Start of Reading passage

Question: But why the exponential function, then?

Answer: Consider the following ansatz$^1$ for the $\star$-product:

$$\star~=~f\left( \stackrel{\leftarrow}{\partial} \wedge\stackrel{\rightarrow}{\partial} \right),\tag{1}$$ where $f:\mathbb{C}\to \mathbb{C}$ is a general (sufficiently nice) function. We want to prove that $f$ must be an exponential function.

End of Reading passage
Start of Dataset extract

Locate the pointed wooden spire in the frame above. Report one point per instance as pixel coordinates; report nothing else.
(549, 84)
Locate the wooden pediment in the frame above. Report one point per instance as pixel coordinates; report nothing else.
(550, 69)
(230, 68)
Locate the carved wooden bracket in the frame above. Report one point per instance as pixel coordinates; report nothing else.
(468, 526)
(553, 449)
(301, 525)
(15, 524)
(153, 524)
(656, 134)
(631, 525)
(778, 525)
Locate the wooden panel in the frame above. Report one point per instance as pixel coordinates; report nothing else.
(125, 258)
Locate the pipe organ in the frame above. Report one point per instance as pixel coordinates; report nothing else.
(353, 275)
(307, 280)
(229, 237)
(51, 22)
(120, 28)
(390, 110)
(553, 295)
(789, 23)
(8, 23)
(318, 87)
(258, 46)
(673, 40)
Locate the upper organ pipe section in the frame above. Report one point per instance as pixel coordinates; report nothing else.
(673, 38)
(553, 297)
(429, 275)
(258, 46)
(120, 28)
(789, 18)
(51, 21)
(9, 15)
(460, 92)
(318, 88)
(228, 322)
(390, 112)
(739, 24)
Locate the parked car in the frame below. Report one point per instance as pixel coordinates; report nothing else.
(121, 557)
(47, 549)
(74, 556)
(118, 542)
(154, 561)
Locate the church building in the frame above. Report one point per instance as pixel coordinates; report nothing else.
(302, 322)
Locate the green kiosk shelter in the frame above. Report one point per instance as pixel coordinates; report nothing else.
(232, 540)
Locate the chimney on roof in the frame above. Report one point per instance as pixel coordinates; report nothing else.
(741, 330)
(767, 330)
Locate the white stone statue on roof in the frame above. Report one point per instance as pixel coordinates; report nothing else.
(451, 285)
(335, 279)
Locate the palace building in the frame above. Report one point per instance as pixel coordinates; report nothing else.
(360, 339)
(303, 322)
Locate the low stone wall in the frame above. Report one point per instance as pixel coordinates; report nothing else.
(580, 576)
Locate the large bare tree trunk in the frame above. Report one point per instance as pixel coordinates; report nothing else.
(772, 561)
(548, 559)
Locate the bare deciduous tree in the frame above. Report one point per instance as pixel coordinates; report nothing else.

End of Dataset extract

(Given task 1):
Answer these about the passage on the star-product:
(a) Which function does the opening question ask about?
(b) Between which two sets does the function f map?
(c) What does the answer set out to prove about f?
(Given task 2):
Reproduce everything in the passage on the star-product from "Answer: Consider the" down to "an exponential function.".

(Task result 1):
(a) The exponential function.
(b) From the complex numbers to the complex numbers (ℂ → ℂ).
(c) That f must be an exponential function.

(Task result 2):
Answer: Consider the following ansatz$^1$ for the $\star$-product:

$$\star~=~f\left( \stackrel{\leftarrow}{\partial} \wedge\stackrel{\rightarrow}{\partial} \right),\tag{1}$$ where $f:\mathbb{C}\to \mathbb{C}$ is a general (sufficiently nice) function. We want to prove that $f$ must be an exponential function.